* Available data:
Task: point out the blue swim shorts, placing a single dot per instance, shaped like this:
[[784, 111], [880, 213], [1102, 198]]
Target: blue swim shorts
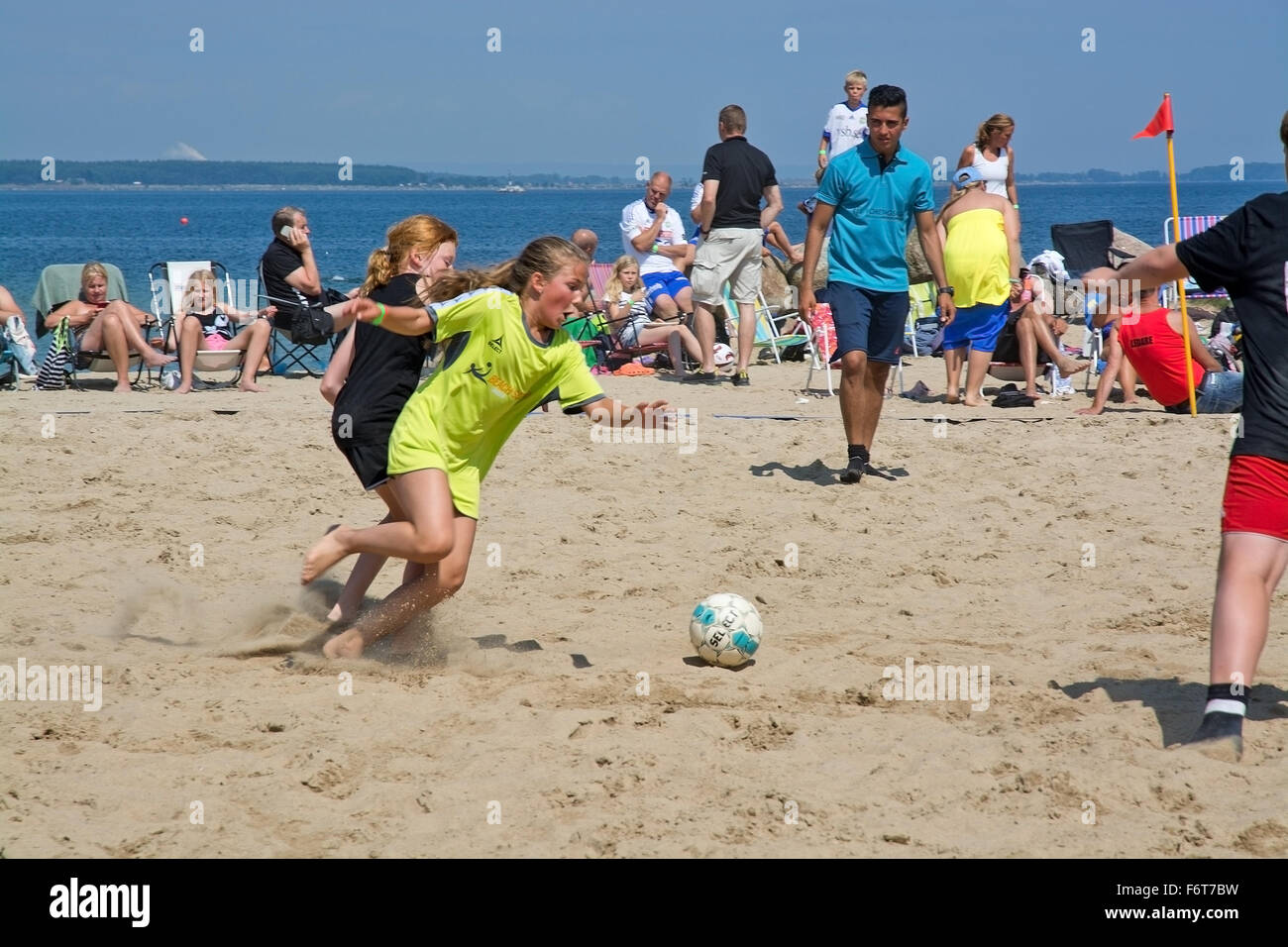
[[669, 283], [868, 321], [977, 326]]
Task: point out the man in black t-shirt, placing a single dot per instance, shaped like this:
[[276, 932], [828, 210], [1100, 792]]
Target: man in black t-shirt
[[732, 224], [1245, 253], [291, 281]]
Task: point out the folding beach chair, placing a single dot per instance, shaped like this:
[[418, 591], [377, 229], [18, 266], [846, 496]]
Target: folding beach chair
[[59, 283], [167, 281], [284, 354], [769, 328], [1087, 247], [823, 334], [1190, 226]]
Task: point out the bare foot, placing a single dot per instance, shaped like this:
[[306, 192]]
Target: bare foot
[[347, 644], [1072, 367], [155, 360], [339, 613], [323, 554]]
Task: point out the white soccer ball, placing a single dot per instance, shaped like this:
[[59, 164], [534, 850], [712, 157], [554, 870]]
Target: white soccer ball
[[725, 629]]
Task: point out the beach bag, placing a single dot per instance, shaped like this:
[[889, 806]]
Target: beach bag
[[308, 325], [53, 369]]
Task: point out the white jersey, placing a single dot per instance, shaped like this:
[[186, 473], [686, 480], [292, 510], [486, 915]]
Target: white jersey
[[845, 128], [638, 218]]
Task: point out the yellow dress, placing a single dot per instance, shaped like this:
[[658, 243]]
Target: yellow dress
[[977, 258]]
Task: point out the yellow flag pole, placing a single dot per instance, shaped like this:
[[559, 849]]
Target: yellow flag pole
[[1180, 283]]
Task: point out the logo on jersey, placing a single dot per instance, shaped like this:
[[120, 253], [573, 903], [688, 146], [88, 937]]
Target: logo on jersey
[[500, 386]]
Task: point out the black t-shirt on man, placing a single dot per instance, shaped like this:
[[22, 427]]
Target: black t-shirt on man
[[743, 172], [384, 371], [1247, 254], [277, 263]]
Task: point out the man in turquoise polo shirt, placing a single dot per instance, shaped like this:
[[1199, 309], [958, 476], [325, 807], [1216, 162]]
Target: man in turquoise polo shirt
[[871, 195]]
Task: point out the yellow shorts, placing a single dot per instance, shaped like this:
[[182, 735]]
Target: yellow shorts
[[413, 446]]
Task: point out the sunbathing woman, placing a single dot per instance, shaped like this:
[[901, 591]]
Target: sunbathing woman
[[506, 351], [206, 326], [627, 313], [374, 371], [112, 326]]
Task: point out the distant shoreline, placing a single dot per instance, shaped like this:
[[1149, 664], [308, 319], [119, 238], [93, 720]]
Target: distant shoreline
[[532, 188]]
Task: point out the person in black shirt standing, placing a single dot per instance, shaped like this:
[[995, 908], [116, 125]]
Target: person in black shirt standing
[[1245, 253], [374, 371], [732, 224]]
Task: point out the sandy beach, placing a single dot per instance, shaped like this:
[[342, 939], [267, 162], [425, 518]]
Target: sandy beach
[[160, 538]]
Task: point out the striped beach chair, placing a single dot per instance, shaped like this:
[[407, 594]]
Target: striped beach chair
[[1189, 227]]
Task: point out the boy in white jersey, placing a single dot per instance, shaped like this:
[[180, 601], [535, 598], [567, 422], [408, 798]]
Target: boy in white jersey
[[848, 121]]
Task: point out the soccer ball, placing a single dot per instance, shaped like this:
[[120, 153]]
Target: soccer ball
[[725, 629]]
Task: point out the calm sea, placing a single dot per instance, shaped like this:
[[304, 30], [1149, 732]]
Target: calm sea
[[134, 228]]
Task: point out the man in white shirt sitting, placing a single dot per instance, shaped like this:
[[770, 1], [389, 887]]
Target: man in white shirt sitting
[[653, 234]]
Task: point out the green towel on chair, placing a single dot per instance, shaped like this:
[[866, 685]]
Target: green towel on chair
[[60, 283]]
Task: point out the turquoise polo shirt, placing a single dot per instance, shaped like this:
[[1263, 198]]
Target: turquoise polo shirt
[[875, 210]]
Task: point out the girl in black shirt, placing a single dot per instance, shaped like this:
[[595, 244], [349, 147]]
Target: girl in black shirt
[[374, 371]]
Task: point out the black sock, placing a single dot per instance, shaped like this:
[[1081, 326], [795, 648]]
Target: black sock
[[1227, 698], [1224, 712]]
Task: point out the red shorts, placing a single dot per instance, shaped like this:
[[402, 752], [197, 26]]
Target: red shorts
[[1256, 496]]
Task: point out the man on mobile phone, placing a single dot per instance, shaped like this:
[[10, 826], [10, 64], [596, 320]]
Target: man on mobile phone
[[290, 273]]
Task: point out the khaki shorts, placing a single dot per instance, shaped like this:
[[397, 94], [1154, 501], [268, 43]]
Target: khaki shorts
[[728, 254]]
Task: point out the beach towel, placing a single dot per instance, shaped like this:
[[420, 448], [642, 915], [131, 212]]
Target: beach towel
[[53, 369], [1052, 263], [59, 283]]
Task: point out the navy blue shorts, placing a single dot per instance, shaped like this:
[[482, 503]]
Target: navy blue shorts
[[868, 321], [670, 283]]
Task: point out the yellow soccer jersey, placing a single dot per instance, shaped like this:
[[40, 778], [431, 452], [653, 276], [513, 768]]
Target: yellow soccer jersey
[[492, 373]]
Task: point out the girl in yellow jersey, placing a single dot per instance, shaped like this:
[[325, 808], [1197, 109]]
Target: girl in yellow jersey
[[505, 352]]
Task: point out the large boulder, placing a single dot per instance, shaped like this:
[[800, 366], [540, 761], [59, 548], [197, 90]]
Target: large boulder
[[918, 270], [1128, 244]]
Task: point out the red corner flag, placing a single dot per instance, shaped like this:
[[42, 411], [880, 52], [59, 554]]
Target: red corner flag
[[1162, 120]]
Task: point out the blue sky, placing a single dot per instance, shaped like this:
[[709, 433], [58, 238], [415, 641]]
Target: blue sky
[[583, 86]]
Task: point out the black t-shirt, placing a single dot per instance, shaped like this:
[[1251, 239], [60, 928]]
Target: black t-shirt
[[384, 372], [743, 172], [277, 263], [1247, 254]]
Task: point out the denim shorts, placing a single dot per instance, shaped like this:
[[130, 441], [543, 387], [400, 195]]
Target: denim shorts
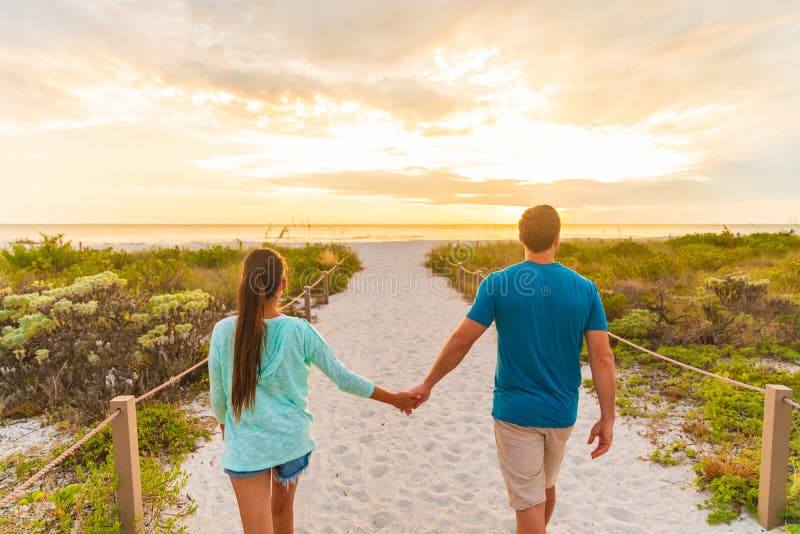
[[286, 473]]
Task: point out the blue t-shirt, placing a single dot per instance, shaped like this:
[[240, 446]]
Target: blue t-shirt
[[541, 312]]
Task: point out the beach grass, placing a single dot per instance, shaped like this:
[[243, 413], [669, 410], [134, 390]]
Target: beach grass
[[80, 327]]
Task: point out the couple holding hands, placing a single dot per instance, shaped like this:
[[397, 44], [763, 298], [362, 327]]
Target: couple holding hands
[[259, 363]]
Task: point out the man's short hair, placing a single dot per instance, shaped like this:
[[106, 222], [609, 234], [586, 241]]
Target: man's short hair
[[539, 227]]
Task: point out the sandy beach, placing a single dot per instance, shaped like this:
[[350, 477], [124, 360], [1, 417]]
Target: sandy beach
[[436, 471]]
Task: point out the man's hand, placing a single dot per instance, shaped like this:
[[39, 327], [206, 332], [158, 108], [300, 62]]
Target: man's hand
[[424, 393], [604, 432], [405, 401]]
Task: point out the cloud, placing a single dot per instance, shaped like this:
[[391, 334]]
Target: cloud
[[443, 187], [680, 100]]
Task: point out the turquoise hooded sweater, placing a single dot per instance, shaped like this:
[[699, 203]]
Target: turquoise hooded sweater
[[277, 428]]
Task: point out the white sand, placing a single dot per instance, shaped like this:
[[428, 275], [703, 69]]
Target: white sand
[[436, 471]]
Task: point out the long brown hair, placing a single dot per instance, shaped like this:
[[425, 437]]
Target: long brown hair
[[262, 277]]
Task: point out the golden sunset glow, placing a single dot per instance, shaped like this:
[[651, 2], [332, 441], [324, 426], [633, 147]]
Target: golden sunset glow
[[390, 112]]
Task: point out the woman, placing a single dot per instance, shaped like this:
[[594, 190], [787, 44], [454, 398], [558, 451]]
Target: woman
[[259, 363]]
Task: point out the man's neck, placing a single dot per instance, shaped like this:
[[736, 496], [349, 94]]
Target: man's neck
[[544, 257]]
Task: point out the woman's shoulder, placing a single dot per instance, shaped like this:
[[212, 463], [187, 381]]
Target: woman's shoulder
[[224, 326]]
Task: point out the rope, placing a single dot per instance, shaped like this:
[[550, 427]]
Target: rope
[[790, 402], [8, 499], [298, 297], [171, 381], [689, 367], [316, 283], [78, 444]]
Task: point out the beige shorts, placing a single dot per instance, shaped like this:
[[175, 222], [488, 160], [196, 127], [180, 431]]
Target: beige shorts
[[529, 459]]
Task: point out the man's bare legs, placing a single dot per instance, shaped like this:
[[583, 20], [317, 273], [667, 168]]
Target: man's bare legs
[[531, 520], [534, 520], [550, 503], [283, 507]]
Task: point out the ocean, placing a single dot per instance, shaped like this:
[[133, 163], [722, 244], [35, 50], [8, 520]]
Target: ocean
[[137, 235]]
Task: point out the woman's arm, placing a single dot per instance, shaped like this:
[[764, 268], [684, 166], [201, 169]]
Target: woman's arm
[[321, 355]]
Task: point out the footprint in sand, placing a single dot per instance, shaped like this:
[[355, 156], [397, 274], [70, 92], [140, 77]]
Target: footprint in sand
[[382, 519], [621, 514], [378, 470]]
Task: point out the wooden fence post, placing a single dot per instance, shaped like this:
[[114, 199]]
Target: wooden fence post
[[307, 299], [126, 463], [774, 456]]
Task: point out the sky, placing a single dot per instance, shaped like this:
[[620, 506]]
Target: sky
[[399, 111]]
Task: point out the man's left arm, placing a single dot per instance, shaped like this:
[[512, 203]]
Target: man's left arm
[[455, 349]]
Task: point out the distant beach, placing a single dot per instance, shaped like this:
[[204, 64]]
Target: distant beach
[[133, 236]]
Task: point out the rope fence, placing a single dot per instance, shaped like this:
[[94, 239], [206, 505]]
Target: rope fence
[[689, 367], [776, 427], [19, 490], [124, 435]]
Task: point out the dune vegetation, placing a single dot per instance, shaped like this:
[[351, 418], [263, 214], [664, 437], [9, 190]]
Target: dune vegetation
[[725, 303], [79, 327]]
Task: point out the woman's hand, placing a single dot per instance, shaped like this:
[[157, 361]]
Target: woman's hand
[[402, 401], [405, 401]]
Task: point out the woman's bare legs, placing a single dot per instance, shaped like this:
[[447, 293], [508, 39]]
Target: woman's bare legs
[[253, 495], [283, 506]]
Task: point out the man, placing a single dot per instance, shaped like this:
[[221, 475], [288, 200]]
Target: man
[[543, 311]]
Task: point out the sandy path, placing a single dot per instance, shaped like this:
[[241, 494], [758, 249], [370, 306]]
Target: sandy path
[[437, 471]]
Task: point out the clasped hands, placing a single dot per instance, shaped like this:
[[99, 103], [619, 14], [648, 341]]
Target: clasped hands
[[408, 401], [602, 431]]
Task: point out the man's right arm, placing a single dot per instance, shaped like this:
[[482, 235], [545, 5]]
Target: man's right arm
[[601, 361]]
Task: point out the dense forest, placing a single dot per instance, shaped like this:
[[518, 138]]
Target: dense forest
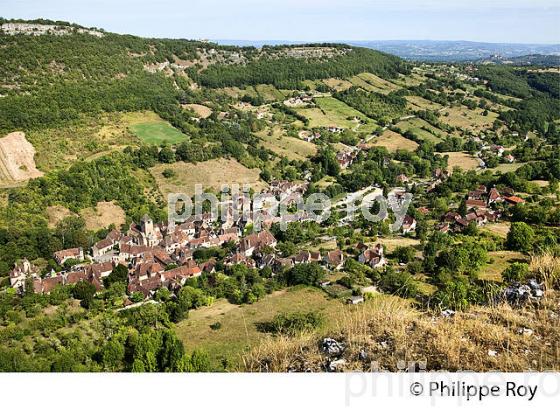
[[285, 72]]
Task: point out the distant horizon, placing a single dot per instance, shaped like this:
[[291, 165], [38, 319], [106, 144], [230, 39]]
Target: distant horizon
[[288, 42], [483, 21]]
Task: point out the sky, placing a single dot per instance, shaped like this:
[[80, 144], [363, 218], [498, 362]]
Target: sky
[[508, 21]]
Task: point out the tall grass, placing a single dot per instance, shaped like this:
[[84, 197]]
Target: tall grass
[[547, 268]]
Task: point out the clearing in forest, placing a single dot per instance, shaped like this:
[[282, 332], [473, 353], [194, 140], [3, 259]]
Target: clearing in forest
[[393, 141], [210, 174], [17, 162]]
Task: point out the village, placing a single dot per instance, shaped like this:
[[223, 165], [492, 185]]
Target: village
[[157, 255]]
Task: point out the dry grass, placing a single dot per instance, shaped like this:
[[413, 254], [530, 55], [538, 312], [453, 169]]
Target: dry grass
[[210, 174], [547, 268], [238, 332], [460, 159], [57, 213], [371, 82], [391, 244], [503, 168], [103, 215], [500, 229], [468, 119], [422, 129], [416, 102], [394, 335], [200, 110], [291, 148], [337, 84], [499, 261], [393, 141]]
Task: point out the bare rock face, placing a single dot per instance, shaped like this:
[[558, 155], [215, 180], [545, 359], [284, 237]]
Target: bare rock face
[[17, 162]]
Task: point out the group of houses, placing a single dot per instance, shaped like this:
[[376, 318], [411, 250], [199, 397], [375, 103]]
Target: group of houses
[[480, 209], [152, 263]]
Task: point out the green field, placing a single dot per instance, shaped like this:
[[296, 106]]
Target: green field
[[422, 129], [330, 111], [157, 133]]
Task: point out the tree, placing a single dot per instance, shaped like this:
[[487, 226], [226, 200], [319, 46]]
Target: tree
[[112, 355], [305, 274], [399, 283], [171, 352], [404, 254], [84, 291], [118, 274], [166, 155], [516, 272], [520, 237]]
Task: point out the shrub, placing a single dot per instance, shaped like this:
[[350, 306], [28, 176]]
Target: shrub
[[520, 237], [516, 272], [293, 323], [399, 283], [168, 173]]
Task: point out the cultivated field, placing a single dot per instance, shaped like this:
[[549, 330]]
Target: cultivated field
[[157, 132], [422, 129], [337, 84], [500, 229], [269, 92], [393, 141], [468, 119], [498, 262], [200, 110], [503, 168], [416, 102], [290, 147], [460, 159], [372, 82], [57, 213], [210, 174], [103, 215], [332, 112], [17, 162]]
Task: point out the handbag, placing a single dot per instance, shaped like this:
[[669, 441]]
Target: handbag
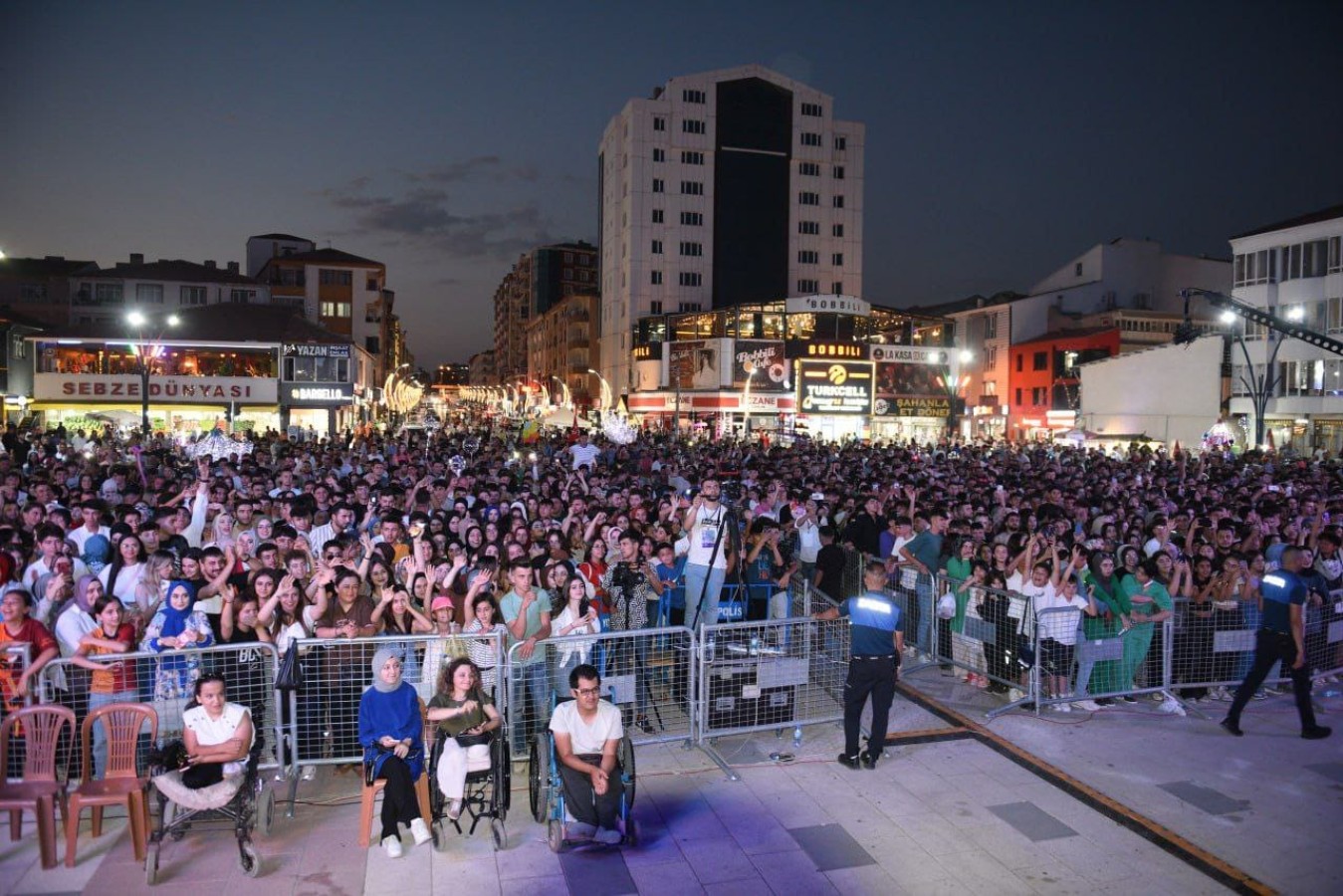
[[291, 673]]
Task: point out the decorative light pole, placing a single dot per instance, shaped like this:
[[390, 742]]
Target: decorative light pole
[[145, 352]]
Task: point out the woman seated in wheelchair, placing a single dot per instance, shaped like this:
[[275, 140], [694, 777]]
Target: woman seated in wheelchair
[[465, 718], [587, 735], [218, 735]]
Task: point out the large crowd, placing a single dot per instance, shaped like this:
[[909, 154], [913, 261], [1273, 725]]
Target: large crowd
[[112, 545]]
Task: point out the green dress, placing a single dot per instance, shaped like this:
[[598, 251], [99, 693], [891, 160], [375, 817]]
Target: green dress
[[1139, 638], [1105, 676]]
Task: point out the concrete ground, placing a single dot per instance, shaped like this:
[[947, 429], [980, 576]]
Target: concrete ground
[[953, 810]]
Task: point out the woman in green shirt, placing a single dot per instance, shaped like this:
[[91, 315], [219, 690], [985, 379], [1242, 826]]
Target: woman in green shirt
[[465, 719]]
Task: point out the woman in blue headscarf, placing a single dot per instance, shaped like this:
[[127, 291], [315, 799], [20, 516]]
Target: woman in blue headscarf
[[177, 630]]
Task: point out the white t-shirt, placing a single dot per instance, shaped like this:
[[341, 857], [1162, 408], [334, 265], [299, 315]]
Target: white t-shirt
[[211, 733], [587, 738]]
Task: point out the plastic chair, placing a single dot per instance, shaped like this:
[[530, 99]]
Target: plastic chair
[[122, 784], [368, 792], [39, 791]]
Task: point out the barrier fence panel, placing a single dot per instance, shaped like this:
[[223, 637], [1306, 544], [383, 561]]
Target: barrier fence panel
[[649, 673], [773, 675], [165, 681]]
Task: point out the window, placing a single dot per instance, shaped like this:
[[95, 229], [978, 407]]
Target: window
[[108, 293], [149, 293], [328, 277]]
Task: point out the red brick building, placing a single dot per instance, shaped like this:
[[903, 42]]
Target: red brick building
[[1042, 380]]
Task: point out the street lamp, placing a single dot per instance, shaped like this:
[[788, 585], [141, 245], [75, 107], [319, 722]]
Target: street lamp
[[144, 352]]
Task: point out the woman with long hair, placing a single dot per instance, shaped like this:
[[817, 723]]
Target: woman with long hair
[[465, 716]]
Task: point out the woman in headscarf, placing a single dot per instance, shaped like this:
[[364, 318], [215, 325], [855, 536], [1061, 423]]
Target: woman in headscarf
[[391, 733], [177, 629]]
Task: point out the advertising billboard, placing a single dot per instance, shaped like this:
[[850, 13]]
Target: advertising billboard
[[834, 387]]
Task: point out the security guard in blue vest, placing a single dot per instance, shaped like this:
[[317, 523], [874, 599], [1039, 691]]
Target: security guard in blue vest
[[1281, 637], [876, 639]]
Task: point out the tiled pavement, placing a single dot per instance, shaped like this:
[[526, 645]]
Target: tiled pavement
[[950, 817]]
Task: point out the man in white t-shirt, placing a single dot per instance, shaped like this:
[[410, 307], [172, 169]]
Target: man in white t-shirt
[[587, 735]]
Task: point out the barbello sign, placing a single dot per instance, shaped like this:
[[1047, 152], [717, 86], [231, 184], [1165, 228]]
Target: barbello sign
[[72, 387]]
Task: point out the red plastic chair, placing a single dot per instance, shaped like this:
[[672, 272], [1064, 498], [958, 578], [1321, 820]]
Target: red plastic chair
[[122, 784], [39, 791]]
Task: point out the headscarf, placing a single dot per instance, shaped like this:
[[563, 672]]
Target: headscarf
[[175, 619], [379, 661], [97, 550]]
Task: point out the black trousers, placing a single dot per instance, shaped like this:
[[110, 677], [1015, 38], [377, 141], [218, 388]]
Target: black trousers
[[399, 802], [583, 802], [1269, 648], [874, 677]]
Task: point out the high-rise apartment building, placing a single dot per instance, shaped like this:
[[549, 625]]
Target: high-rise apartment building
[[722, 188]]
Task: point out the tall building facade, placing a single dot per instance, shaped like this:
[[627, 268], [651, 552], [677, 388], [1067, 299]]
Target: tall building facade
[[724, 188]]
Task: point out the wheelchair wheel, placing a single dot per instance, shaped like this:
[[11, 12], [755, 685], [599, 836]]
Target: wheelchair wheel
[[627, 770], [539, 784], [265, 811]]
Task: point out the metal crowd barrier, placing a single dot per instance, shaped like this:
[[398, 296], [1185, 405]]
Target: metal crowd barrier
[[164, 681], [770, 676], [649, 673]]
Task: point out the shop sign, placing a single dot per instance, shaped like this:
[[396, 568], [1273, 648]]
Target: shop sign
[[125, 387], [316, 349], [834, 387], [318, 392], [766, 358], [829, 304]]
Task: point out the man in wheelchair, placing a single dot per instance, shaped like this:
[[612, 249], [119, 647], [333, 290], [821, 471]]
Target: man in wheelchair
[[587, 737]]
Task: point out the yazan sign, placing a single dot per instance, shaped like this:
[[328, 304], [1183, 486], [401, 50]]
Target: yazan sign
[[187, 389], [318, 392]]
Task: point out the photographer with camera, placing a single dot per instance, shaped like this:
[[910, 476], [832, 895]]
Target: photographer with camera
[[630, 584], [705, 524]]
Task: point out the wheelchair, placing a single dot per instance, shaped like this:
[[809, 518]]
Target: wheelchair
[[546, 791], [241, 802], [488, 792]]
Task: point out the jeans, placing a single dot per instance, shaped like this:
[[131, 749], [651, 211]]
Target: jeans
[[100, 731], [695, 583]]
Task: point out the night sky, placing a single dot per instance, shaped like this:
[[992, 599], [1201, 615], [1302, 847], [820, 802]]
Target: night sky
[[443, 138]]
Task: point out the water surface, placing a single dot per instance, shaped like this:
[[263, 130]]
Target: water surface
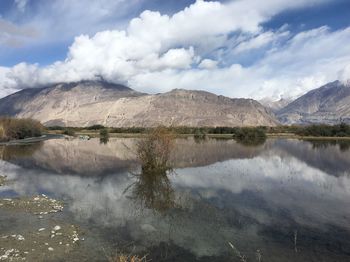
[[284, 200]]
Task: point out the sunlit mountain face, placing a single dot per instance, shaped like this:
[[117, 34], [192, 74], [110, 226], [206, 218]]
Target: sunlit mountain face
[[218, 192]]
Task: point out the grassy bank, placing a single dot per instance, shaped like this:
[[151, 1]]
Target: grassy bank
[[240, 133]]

* What the task requires: Copy out word for word the stretch of items from the line containing "Task: point out the beige" through the line containing "[[307, 299], [126, 463], [774, 456]]", including both of those lines.

* Written solution:
Task: point out the beige shorts, placing a single dot per instance, shaped like this:
[[175, 222], [488, 160], [196, 127], [180, 431]]
Target: beige shorts
[[529, 459]]
Task: point out the man's bare legs, placing a single dot per instance, shaped like this:
[[583, 20], [317, 273], [667, 168]]
Target: man's bare legs
[[531, 520], [534, 520], [550, 503], [283, 507]]
Task: point out the ocean, placing a single dot per instance, shaped like this:
[[133, 163], [722, 244], [35, 50], [8, 520]]
Target: ocean
[[137, 235]]
Task: point out the woman's arm, placing a single dot per instance, shaped like this:
[[764, 268], [684, 166], [201, 169]]
Target: woman's arm
[[321, 355]]
Task: point out the footprint in sand, placing a single dot per instance, shaped like this:
[[355, 156], [397, 274], [70, 92], [140, 77]]
Target: footprint in sand
[[382, 519], [621, 514], [378, 470]]
Task: point out the wooden fence post, placing a single dot per instance, shaped like this:
[[114, 199]]
Target: wooden fence post
[[307, 299], [126, 463], [774, 456]]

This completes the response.